__Exercise__. Swap "shower door" for "sliding door" in everything from the line containing "Please inspect the screenshot above and identify the light bulb" down to the line containing "[33,0,84,151]", both included. Reproduce only those lines, with nothing else changed.
___ Material provided ___
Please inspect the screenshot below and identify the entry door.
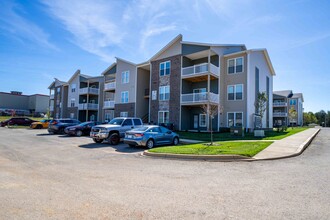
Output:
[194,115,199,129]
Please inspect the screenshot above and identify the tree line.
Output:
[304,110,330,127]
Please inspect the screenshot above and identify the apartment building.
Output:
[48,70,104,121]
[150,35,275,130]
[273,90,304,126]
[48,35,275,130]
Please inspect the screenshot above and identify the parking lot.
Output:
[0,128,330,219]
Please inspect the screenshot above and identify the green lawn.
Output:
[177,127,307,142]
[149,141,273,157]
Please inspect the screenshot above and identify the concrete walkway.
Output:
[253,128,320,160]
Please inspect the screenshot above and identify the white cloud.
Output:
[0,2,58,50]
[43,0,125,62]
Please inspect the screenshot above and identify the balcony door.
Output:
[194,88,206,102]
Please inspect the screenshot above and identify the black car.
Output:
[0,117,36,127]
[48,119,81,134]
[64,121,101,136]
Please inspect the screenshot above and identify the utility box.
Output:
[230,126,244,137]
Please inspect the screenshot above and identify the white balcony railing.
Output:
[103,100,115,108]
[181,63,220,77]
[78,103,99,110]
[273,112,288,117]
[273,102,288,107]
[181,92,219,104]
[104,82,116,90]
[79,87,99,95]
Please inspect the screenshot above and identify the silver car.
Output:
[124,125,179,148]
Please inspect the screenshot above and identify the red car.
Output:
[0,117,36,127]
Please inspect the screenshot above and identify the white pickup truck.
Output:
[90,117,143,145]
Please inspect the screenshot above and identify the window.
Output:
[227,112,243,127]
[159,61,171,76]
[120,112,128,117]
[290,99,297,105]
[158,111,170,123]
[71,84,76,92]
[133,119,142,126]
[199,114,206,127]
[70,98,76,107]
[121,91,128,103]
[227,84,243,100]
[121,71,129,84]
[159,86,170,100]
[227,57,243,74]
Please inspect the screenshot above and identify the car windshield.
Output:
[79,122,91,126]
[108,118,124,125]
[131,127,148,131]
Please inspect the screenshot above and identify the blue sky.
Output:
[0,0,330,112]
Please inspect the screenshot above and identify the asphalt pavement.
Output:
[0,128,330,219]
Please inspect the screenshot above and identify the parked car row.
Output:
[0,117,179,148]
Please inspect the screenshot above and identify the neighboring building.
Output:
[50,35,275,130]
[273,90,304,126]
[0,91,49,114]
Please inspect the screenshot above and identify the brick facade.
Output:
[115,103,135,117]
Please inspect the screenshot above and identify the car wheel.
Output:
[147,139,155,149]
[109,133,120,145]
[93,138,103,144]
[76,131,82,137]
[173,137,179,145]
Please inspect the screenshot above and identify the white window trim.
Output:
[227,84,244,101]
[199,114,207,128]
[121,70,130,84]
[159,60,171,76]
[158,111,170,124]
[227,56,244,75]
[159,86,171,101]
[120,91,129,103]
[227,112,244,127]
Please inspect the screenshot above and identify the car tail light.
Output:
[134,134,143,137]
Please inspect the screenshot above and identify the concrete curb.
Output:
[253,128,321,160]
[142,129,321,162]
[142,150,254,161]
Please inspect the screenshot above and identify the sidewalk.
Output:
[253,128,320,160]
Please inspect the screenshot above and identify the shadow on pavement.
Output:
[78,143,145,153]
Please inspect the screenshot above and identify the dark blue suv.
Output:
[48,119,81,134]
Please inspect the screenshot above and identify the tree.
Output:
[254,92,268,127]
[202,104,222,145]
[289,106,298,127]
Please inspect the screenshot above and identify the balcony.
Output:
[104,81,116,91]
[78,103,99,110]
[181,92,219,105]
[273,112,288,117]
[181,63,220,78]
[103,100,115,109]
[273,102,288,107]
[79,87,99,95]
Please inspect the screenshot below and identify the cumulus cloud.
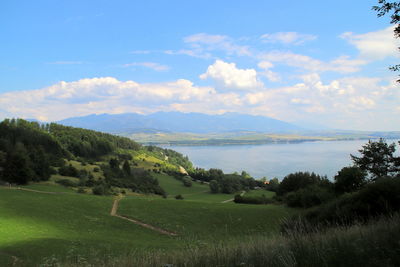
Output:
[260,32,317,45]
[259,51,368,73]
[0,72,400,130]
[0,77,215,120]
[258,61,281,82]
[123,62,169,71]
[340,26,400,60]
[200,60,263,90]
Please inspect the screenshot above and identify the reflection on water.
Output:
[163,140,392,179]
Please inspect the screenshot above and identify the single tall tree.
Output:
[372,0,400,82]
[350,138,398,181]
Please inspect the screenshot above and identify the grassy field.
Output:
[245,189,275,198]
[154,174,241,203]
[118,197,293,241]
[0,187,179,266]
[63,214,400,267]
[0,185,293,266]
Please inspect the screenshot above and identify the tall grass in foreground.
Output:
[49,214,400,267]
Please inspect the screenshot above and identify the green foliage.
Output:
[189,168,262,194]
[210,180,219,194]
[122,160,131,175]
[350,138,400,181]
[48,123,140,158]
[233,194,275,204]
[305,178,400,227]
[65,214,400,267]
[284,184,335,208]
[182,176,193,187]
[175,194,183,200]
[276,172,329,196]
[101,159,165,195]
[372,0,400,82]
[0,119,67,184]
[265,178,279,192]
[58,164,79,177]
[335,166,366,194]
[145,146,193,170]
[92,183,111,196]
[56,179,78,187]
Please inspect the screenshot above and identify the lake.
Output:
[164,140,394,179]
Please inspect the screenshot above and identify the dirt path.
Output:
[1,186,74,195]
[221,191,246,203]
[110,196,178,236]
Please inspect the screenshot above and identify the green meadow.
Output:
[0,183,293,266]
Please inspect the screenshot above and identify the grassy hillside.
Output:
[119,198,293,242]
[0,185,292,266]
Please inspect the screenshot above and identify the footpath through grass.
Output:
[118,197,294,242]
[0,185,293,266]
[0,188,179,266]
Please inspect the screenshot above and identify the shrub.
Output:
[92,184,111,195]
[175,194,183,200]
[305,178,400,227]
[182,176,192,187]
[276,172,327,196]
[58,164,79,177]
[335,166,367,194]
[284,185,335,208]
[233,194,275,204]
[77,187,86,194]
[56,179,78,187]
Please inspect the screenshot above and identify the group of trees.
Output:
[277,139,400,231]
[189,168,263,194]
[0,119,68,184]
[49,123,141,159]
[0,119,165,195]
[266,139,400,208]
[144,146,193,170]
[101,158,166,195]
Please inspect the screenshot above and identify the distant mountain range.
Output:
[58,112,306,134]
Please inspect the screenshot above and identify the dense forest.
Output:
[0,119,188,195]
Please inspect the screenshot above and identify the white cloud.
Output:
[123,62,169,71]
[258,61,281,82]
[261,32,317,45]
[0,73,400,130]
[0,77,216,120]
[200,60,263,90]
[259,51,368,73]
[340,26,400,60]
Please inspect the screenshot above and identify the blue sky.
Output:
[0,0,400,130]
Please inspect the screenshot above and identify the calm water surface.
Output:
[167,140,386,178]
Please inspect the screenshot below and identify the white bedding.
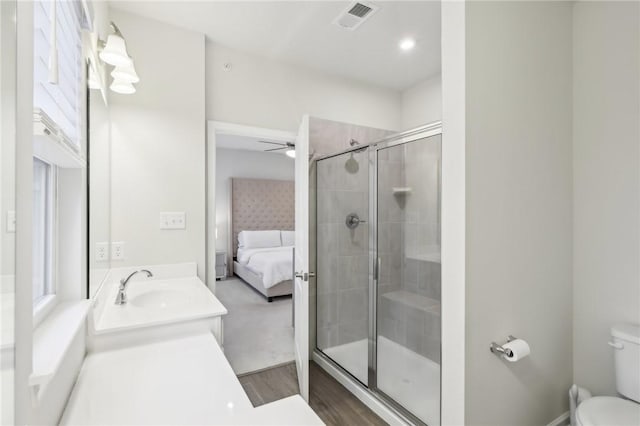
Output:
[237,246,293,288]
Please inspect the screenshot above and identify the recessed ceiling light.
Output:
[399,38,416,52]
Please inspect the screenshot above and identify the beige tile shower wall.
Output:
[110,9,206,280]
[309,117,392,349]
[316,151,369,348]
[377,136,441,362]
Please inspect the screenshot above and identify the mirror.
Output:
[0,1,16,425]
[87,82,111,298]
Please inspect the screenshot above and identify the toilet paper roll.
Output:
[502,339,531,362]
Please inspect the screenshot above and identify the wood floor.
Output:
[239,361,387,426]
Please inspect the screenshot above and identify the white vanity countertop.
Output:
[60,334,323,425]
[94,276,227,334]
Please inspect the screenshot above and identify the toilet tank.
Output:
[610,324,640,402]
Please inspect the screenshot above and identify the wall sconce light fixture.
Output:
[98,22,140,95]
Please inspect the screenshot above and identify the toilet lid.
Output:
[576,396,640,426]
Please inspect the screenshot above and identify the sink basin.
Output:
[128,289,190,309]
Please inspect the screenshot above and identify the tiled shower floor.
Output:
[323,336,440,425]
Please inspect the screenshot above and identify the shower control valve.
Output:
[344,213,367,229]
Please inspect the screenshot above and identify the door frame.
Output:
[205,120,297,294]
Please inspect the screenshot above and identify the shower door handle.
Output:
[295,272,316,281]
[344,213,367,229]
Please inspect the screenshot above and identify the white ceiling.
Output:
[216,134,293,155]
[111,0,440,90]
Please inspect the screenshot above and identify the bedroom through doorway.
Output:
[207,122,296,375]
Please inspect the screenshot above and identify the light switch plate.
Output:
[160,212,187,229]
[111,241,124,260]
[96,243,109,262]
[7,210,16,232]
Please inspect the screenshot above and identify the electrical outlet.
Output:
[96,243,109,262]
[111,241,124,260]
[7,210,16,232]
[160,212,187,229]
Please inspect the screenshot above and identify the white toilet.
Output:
___
___ Material provided ___
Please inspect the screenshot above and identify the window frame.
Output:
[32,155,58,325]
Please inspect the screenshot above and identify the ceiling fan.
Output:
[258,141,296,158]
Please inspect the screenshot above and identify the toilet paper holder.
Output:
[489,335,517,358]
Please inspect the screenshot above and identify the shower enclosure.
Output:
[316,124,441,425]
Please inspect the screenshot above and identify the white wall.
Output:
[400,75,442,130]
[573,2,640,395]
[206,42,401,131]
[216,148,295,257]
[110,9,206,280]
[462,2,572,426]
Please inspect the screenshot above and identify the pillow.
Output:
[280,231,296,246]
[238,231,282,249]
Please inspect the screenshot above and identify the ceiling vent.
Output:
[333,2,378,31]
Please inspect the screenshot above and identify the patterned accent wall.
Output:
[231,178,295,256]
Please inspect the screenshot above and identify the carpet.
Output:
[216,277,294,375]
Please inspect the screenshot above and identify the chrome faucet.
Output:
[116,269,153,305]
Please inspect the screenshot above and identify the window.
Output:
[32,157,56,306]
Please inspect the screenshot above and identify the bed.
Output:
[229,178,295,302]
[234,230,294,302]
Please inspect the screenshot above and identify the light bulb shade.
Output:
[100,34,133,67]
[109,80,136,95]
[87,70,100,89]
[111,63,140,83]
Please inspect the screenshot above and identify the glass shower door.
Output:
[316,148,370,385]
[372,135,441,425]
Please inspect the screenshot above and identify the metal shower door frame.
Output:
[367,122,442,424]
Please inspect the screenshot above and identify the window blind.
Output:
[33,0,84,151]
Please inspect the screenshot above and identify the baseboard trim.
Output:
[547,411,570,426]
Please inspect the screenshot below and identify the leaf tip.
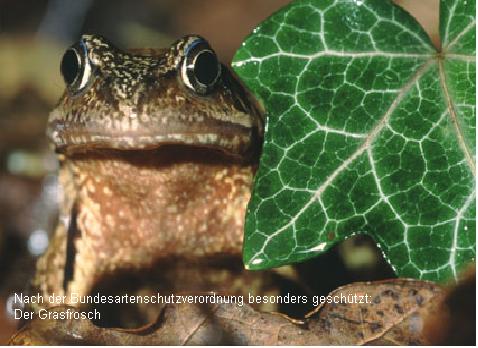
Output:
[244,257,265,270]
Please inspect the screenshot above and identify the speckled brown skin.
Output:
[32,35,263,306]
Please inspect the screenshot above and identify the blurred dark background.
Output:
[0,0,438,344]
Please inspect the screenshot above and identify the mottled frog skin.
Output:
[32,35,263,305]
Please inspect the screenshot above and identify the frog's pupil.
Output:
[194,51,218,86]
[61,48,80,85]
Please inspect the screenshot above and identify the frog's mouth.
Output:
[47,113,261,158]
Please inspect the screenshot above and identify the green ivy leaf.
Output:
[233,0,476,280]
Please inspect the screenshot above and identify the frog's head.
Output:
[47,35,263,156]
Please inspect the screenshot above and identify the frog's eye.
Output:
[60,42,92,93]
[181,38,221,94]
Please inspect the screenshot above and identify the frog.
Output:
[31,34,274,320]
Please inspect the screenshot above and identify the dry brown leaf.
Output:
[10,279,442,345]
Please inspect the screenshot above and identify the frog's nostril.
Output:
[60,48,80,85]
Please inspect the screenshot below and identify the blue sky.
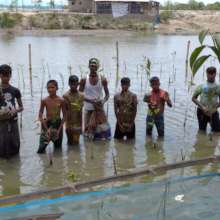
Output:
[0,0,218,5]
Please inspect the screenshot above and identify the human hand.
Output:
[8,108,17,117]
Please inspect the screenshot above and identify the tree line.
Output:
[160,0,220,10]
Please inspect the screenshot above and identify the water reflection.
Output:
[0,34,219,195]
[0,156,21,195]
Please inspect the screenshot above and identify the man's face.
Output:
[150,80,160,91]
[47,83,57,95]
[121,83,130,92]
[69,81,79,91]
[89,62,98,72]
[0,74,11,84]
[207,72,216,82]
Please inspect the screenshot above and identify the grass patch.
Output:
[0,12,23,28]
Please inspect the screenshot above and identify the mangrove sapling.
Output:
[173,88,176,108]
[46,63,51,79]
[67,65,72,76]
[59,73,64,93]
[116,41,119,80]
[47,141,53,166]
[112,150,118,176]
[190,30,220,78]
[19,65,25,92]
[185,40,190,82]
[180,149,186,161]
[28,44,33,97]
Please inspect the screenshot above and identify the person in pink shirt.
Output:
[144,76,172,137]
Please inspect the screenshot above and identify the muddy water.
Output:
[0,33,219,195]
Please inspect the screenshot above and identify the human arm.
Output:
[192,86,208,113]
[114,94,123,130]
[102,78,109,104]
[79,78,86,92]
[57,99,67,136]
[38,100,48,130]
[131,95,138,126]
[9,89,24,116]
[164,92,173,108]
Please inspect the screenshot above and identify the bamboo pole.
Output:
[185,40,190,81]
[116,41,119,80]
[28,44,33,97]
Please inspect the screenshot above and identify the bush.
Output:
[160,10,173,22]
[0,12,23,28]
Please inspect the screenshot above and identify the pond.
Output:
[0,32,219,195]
___
__Task response__.
Please inspect the screenshot above and identify the light bulb shade.
Output:
[100,34,133,67]
[109,80,136,95]
[87,70,100,89]
[111,63,140,83]
Please inspect the screenshot above and identify the glass sliding door.
Output:
[316,148,370,385]
[372,135,441,425]
Please inspect the screenshot above and identify the metal sliding door frame.
Output:
[367,122,442,424]
Please inspect the screenshot above and identify the window blind.
Output:
[33,0,84,151]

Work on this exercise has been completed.